* _Teks yang Ditampilkan_
YPKP Laporkan 346 Lokasi Kuburan Korban 1965 ke Komnas HAM
JAKARTA, SATUHARAPAN.COM - Sebanyak 346 lokasi kuburan massal korban peristiwa 1965 di berbagai daerah di Indonesia yang ditemukan Yayasan Penelitian Korban Pembunuhan (YPKP) 65 dilaporkan kepada Komisi Nasional Hak Asasi Manusia (Komnas HAM).
"Saya akan menyerahkan temuan hasil dari investigasi YPKP 65 secara khusus masalah kuburan massal. Ada 346 titik kuburan massal yang ditemukan tim kami, dari Sumut, Sumbar, Palembang, Lampung, Jawa, Sukabumi, Tangerang, kemudian Bandung ada juga," tutur Ketua YPKP 65 Bedjo Untung di Kantor Komnas HAM, Jakarta, Kamis (3/10).
Jumlah temuan hingga Oktober 2019 itu termasuk temuan sebelumnya pada 2015 sebanyak 112 kuburan massal, yang juga telah dilaporkan ke Komnas HAM, tetapi Bedjo Untung menyebut hingga kini belum ditindaklanjuti Komnas HAM.
YPKP 65 memperoleh informasi lokasi ratusan kuburan massal tersebut dari saksi mata peristiwa pembunuhan 1965 yang masih hidup.
Bedjo Untung mengaku prihatin terdapat indikasi kuburan massal dirusak maupun dihilangkan dengan pembangunan di atasnya, seperti yang terjadi di sejumlah daerah.
Untuk itu, pihaknya meminta Komnas HAM menindaklanjuti laporan tersebut serta melakukan investigasi khusus kuburan massal.
"Ini baru dari yayasan yang melaporkan, Komnas HAM harus punya data sendiri untuk melakukan asessment dan verifikasi. Kami siap bekerja sama untuk menunjukkan lokasi," ujar Bedjo Untung.

* _Data yang Tercantum_

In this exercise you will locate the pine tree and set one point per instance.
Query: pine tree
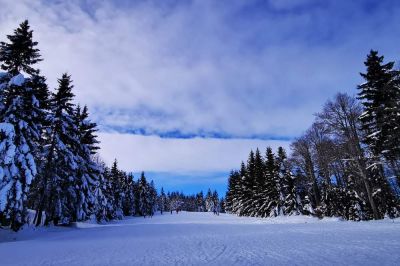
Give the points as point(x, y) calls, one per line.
point(59, 170)
point(20, 53)
point(143, 192)
point(259, 184)
point(209, 201)
point(152, 198)
point(288, 193)
point(162, 201)
point(18, 117)
point(355, 209)
point(307, 206)
point(380, 96)
point(271, 206)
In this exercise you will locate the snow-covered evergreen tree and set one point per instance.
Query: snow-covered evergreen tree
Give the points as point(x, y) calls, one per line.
point(19, 54)
point(18, 117)
point(88, 171)
point(355, 210)
point(143, 192)
point(61, 162)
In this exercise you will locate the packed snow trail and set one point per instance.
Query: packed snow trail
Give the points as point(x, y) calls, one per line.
point(206, 239)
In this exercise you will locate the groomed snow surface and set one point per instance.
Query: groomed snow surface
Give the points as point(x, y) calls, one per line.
point(206, 239)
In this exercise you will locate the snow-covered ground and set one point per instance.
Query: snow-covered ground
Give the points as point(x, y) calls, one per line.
point(205, 239)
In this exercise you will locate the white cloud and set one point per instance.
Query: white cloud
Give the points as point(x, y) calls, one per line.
point(152, 153)
point(204, 66)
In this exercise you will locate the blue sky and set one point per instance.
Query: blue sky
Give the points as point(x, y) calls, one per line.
point(184, 89)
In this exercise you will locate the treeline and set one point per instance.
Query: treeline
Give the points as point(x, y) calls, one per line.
point(48, 150)
point(191, 203)
point(347, 164)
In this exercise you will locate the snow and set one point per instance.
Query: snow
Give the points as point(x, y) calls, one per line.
point(205, 239)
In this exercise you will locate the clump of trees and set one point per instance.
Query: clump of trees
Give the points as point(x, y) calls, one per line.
point(48, 150)
point(347, 164)
point(173, 201)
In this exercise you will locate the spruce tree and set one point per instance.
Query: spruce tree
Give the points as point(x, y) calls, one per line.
point(355, 203)
point(380, 96)
point(19, 54)
point(271, 206)
point(59, 170)
point(20, 130)
point(143, 193)
point(88, 171)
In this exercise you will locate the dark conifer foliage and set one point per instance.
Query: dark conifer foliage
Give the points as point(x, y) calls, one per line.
point(345, 163)
point(20, 54)
point(48, 151)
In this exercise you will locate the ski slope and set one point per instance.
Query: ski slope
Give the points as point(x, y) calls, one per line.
point(205, 239)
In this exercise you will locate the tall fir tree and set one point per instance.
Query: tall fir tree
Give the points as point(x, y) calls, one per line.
point(59, 170)
point(19, 54)
point(19, 117)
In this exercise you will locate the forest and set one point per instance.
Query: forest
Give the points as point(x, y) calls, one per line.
point(346, 164)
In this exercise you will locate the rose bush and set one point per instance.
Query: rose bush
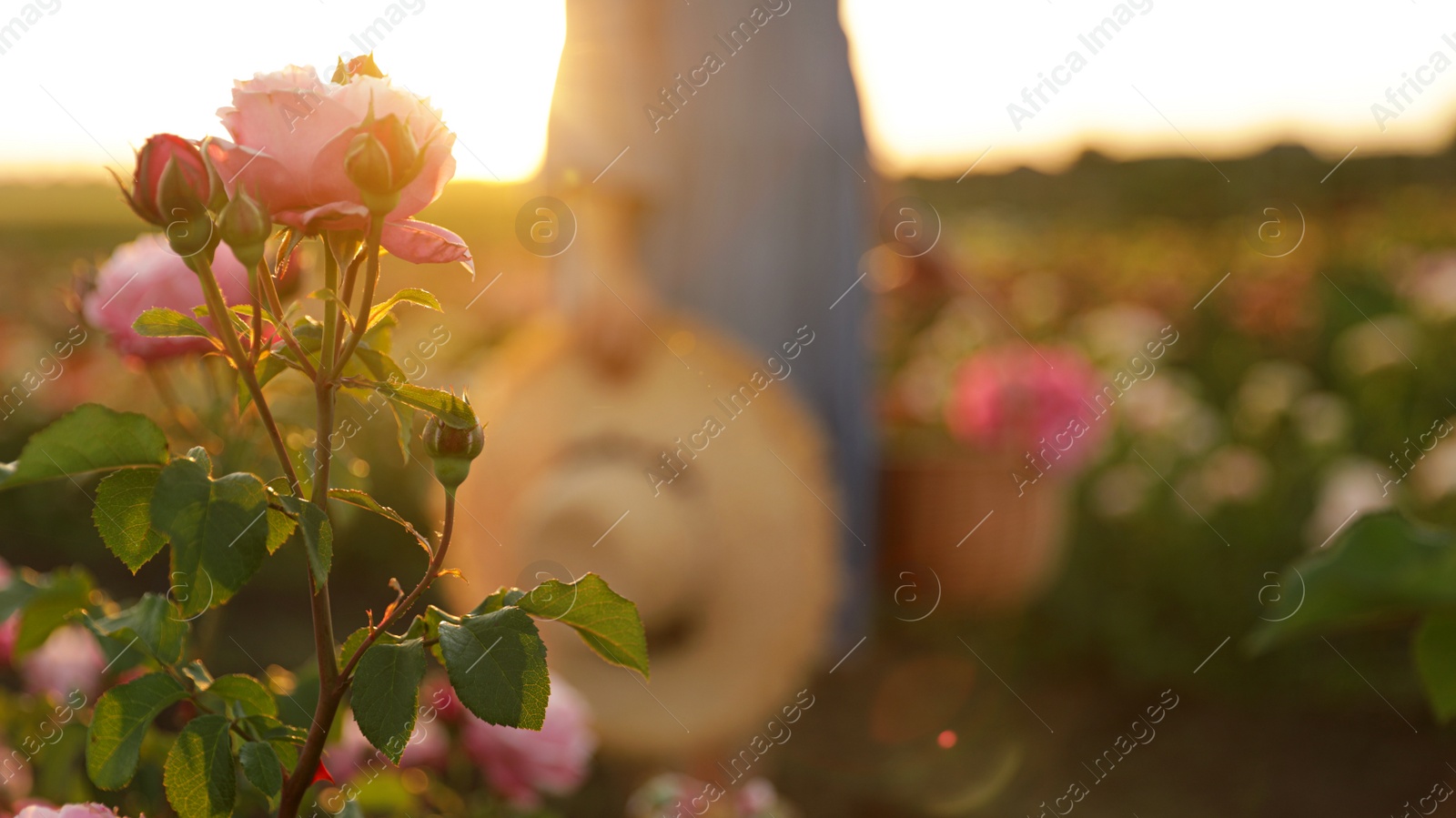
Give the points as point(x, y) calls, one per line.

* _Tugas Anda_
Tuliskan persis bagian berita tentang kuburan massal korban 1965 di atas, antara "Jumlah temuan hingga" dan "yang masih hidup.", termasuk kedua bagian tersebut.

* _Hasil_
Jumlah temuan hingga Oktober 2019 itu termasuk temuan sebelumnya pada 2015 sebanyak 112 kuburan massal, yang juga telah dilaporkan ke Komnas HAM, tetapi Bedjo Untung menyebut hingga kini belum ditindaklanjuti Komnas HAM.
YPKP 65 memperoleh informasi lokasi ratusan kuburan massal tersebut dari saksi mata peristiwa pembunuhan 1965 yang masih hidup.